Short task >>
In the data below, find the line containing "white basketball shorts"; reproduce that line and all subsequent lines exactly, and nothing else.

------ Records supplied ------

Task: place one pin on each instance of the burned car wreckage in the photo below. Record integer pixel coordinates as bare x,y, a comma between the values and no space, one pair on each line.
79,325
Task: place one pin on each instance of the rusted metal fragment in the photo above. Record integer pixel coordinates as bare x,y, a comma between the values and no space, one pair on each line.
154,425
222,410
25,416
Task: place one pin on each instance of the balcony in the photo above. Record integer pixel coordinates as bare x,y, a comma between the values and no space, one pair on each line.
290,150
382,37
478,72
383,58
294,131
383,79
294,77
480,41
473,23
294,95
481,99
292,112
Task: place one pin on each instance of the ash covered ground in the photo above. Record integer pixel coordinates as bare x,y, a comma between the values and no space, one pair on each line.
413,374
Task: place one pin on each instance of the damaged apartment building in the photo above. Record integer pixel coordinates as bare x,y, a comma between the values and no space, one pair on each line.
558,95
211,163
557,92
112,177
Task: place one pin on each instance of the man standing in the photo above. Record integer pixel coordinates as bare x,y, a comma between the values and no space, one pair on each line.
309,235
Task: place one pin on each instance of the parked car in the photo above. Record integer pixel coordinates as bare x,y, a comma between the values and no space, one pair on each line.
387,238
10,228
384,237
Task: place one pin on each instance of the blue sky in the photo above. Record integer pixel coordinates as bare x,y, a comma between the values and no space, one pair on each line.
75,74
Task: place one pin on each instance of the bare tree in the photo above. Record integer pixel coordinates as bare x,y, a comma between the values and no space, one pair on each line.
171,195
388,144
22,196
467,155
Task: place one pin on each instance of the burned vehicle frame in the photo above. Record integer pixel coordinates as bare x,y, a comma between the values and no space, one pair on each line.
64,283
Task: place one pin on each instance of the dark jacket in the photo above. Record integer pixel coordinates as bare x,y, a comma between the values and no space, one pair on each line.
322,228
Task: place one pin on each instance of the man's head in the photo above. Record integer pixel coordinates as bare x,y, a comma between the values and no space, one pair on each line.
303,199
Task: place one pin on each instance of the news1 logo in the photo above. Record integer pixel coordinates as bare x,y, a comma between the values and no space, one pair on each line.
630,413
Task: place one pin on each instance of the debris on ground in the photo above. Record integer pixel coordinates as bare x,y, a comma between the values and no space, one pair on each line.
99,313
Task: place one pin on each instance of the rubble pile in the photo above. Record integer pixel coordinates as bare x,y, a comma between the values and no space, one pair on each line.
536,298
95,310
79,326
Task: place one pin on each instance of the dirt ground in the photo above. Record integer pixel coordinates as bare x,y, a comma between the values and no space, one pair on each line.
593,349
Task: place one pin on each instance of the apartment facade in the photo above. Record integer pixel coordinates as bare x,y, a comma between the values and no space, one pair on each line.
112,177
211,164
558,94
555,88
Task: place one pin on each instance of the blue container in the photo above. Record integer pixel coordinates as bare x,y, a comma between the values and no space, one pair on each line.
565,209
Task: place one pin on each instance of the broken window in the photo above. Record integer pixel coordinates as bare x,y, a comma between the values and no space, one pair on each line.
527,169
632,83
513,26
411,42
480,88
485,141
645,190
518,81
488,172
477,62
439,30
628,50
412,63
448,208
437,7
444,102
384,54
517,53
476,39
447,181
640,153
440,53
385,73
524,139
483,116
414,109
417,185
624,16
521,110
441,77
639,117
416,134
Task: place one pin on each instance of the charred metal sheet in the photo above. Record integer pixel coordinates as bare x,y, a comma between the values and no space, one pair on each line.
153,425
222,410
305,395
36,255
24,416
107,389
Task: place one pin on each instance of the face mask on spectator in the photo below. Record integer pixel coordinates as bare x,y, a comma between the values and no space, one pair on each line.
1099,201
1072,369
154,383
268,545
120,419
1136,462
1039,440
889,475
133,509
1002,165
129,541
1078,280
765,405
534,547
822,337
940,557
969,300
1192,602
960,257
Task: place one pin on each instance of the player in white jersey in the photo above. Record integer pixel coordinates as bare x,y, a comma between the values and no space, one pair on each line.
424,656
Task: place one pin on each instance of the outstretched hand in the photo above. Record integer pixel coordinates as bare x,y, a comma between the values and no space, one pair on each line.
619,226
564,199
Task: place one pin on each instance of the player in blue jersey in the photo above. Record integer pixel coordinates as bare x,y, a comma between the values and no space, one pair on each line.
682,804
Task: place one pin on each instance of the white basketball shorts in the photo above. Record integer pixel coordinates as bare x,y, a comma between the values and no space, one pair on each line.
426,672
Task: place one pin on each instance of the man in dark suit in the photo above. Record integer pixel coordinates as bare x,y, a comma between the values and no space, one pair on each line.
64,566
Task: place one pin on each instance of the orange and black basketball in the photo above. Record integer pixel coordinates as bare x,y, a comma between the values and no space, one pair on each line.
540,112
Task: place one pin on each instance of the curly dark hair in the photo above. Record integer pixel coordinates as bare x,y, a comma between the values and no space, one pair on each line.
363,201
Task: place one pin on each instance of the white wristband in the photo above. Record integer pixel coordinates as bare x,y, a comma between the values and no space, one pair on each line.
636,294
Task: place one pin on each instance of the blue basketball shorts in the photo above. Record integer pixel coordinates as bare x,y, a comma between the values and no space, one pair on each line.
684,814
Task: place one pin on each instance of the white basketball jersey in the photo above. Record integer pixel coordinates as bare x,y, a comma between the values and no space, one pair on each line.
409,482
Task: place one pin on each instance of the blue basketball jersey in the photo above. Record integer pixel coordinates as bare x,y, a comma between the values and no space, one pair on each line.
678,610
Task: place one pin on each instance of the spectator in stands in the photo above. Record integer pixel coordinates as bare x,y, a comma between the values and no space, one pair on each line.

------

Exercise answer >>
Task: place one pin on each instance of the white basketball shorts in the photo above. Record integer pixel coordinates as bare x,y, a comma between the values and no space, one pair on each line.
426,672
Task: place one pin on each instance of the man in dark suit in the photo above. Record integer pixel coordinates as bare x,y, a comma between the values and no space, one pair on each line.
64,566
Task: place one pin on each instance of the orange and black basketball in the photo above. Record integer pixel coordinates as bare x,y, a comma between the values and no space, one pair on each line.
540,112
Task: place one pin on each instance of the curly dark hair in the photo above. Record integer pixel coordinates as bare x,y, a comma between the values and no space, one pair on each line.
363,201
Task: place one pin on each instance of the white wristband in the photo above. Record integer pixel coordinates as bare x,y, a comma between the values and no space, one pair on each line.
636,294
Task: place one pin on each instance of the blue basketball shorts in the photo above. Record integer pixel coordinates as bare x,y, a comma between the values and no space, one pair on each line.
684,814
Task: place one pin on each instance of the white basketball jersey in the photo above. Record integer pixel coordinates as bare x,y, a comma between the values and no space, one pair on each line.
409,482
Task: place one pin on each instance of the blue basketball jersey in the photo above. Record integer pixel coordinates as bare x,y, a comma between the values and no space, one pair on each line.
678,610
Task: place one pin on each instance of the spectator in stands in the photo above. Record integer pixel coordinates as bare x,y, a comma between the values and no space, one pair on each line.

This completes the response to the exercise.